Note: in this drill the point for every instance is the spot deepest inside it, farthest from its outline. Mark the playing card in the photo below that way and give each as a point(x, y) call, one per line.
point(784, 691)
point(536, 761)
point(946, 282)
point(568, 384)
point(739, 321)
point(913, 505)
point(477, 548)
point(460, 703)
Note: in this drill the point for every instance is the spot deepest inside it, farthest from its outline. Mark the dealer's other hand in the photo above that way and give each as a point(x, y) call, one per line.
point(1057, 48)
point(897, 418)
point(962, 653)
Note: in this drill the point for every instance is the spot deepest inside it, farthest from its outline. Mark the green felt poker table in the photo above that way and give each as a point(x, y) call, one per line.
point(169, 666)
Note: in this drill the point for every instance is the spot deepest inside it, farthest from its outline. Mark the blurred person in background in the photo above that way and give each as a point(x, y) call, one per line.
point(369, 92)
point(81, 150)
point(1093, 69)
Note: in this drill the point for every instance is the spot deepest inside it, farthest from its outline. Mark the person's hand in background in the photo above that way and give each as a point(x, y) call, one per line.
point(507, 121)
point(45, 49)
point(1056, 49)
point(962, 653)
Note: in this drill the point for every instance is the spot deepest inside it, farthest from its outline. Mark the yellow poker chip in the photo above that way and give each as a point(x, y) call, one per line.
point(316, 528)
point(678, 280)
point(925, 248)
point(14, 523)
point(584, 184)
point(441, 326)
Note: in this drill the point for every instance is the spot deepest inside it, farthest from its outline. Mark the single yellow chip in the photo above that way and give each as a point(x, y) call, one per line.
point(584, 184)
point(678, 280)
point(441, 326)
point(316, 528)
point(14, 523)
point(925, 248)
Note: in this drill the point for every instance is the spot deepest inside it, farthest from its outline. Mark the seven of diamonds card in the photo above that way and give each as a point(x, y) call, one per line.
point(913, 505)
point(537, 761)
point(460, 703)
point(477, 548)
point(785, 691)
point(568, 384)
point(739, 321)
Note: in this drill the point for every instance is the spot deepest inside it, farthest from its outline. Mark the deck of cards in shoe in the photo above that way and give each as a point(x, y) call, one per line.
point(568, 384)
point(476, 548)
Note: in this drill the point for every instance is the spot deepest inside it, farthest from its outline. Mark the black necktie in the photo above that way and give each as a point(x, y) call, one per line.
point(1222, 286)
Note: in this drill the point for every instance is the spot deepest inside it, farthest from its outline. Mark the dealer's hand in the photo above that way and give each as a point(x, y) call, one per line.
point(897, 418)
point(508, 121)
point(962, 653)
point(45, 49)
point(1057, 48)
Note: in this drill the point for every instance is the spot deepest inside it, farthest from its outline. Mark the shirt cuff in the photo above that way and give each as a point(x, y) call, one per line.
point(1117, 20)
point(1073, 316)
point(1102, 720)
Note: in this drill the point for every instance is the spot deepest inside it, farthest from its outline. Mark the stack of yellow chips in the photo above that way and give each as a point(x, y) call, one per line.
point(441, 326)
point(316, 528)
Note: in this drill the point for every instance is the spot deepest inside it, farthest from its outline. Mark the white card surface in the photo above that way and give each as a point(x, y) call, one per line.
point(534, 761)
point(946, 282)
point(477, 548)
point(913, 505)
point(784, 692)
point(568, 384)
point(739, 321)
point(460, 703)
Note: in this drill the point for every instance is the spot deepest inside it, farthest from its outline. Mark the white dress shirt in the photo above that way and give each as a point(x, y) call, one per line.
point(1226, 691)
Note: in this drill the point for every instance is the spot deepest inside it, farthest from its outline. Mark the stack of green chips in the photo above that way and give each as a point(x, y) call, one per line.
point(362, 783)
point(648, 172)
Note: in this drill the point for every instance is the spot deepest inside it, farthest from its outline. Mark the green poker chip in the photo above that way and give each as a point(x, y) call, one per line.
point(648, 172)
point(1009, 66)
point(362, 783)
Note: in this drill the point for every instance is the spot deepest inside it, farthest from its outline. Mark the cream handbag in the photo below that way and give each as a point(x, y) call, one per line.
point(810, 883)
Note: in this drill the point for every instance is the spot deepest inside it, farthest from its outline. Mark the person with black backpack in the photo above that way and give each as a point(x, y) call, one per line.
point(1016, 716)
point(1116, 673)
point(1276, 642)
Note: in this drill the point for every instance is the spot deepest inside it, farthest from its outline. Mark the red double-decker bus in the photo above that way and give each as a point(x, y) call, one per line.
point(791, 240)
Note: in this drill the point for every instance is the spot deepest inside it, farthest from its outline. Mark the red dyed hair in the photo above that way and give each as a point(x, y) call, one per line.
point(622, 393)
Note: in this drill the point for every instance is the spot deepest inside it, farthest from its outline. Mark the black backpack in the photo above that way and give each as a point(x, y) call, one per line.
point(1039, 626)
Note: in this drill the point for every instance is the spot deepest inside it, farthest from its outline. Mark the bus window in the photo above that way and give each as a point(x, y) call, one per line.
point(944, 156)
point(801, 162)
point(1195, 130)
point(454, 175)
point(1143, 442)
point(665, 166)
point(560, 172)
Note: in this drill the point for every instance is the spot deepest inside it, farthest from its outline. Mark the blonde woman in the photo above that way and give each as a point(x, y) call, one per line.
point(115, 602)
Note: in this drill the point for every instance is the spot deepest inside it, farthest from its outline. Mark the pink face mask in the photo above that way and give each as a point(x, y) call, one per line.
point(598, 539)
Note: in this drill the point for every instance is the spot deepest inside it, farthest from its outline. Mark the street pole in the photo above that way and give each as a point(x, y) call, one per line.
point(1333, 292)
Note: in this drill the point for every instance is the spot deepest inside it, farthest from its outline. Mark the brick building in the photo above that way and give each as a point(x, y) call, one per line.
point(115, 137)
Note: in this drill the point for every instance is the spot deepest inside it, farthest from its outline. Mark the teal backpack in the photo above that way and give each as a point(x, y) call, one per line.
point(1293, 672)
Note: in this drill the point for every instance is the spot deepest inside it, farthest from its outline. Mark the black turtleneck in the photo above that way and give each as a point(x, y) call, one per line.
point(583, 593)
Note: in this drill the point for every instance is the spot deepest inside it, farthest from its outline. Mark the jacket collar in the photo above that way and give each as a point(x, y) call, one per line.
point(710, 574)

..........

Task description: Reproduce the entries so that each line reads exactly as it did before.

Completed task:
Note: in this drill the point for every instance is the spot deepest inside it, farthest from its outline. Mark the playing card in the photo below that way and give each as a point(x, y) call, one per line.
point(784, 691)
point(536, 761)
point(946, 282)
point(568, 384)
point(739, 321)
point(913, 505)
point(477, 548)
point(460, 703)
Note: in this drill the point for every instance is the spot deepest inside it, farthest from its outline. Mark the dealer's other hand in the photo above that way and give each as a point(x, y) call, one per line.
point(1057, 48)
point(897, 418)
point(962, 653)
Note: in this drill the point for every instance is the spot deepest inside it, farthest from its outline. Mark the green felt poker table in the photo above that way and give each as a point(x, y) call, one per line.
point(169, 666)
Note: in this drill the point for every instance is the spot deepest inside it, farthest from its outline. Mark the blurred person in background in the photo above that way and give each as a point(x, y) call, one per line.
point(369, 92)
point(81, 150)
point(1093, 69)
Note: in this drill the point for every instance is the spot deepest inside it, farthest from its outline. Mark the person's hand in background in the photo above that way and give each as a point(x, y) call, one per line.
point(507, 121)
point(45, 49)
point(1056, 49)
point(962, 653)
Note: in this drill the point for every instance is the spot deepest inside it, farthest from its outline. Mark the yellow poker chip in the photo above that way and give each as a point(x, y) call, one per line.
point(316, 528)
point(678, 280)
point(925, 248)
point(14, 523)
point(584, 184)
point(441, 326)
Note: in this drill the point for every instance is the spot deepest inside it, farthest from its outline. Mark the single yellow chip in the photo above that way and give each as a point(x, y) call, one per line.
point(584, 184)
point(678, 280)
point(441, 326)
point(316, 528)
point(14, 523)
point(925, 248)
Note: in this drill the point for every instance is the spot deepest inside it, farthest from its outline. Mark the seven of diamonds card in the photo above that way and give each as a point(x, y) call, one per line.
point(913, 505)
point(537, 761)
point(460, 703)
point(477, 548)
point(785, 691)
point(568, 384)
point(739, 321)
Note: in this drill the point for every instance is the spot deepest inside it, farthest from its outline. Mark the deck of cards in shoe in the photo above that way and give each as a point(x, y) call, one per line.
point(568, 384)
point(476, 548)
Note: in this drill the point for every instance is the spot deepest inside it, farthest from its outline. Mark the black necktie in the photo above that way and give each as a point(x, y) call, one per line.
point(1222, 286)
Note: in this drill the point for every instance is the spot deepest inside it, farthest from its outline. Mark the dealer's hand in the photo above that way and give each as a point(x, y) call, one per line.
point(897, 418)
point(508, 121)
point(962, 653)
point(45, 49)
point(1057, 48)
Note: in this drill the point for every instance is the spot deepest inside it, farthest from its outline. Mark the shirt cuff in the photo above that way and give each as a point(x, y) call, one per line.
point(1117, 20)
point(1073, 316)
point(1102, 720)
Note: in this drill the point for every instance is the spot deepest inside it, farthest from its outline. Mark the stack of yellow chips in the photo above that way and give each as a point(x, y) call, one per line.
point(441, 326)
point(316, 528)
Note: in this drill the point for every instance is the spot deepest inside it, farthest from its outline. Mark the white card surface in the photo above that way and give each as a point(x, y) call, one per line.
point(534, 761)
point(946, 282)
point(477, 548)
point(913, 505)
point(784, 692)
point(568, 384)
point(739, 321)
point(460, 703)
Note: in this drill the point for every instance is the spot deepest inside it, farthest from its outline. Mark the white dress shirt in the photo above that way and give each as a point(x, y) call, one per line.
point(1226, 691)
Note: in this drill the point for every instance is the spot deepest inside it, farthest from its outline. Mark the stack of green chips in the photo above that way and give each as a point(x, y) call, one per line.
point(362, 783)
point(648, 172)
Note: in this drill the point for every instance is the spot deepest inside it, farthest from its outline. Mark the green poker chip in the photo above that way and give each as a point(x, y) call, one per line.
point(648, 172)
point(1009, 66)
point(362, 783)
Note: in this drill the point for every instance is the spot deepest inside it, farthest from its outline. Mark the cream handbag in the photo below that way and give each as a point(x, y) call, one per line.
point(810, 883)
Note: in this drill the point for every instance is the spot deepest inside it, farthest from its outline. Mark the person with black backpack in the photo above that way and give each as a point(x, y) call, one per line.
point(1016, 716)
point(1116, 673)
point(1276, 642)
Note: in this drill the point for every instance is the spot deepest inside it, farthest from its outline. Mark the red double-decker bus in the photo above that way and give each as a point(x, y) call, one per line.
point(791, 240)
Note: in this drill the point for every instance is the spot deepest inside it, farthest from its outline. Mark the red dyed hair in the photo above that way and give each as a point(x, y) call, one per line.
point(622, 393)
Note: in this drill the point for every instance is the spot deepest inside it, farthest from its outline. Mark the black backpack in the photo above that way and give each as a point(x, y) call, one per line.
point(1039, 626)
Note: in this drill the point for every instance is the spot deepest inside it, farthest from its outline. Mark the bus window in the photo above that way and give each as a point(x, y) call, one per line.
point(944, 156)
point(801, 162)
point(1195, 130)
point(454, 175)
point(1143, 442)
point(665, 166)
point(560, 172)
Note: in this drill the point for every instance is the spot deepest inside it, farthest from its outline. Mark the blonde woman in the photo above that way and give each as a point(x, y) call, one per line.
point(115, 602)
Note: in this drill the point for every instance is the spot deepest inside it, farthest from its outline. Mark the pink face mask in the photo above that way and give each as a point(x, y) call, one per line.
point(598, 539)
Note: in this drill the point for every instance is the spot deepest inside it, farthest from its outline. Mark the street pole in the photo above that way and give each as a point(x, y) call, one per line.
point(1333, 292)
Note: in this drill the point for every instance is the spot deepest inside it, farthest from its outline. Mark the brick building in the photo above that way and give each as a point(x, y) call, one per line.
point(115, 137)
Note: in this drill the point for every instance is the spot deepest inside it, farthest from its outline. Mark the teal backpack in the photo above that way and give each as a point(x, y) call, one per line.
point(1293, 672)
Note: in this drill the point for every instance is the spot deepest inside it, farthest from its outline. Mark the black turtleneck in the photo above that way and give each as a point(x, y) call, one per line.
point(583, 593)
Note: in this drill the point for every instance is the spot deepest inside it, farthest from its outline. Mark the jacket collar in the photo above that way and give each as a point(x, y) call, one per line.
point(710, 574)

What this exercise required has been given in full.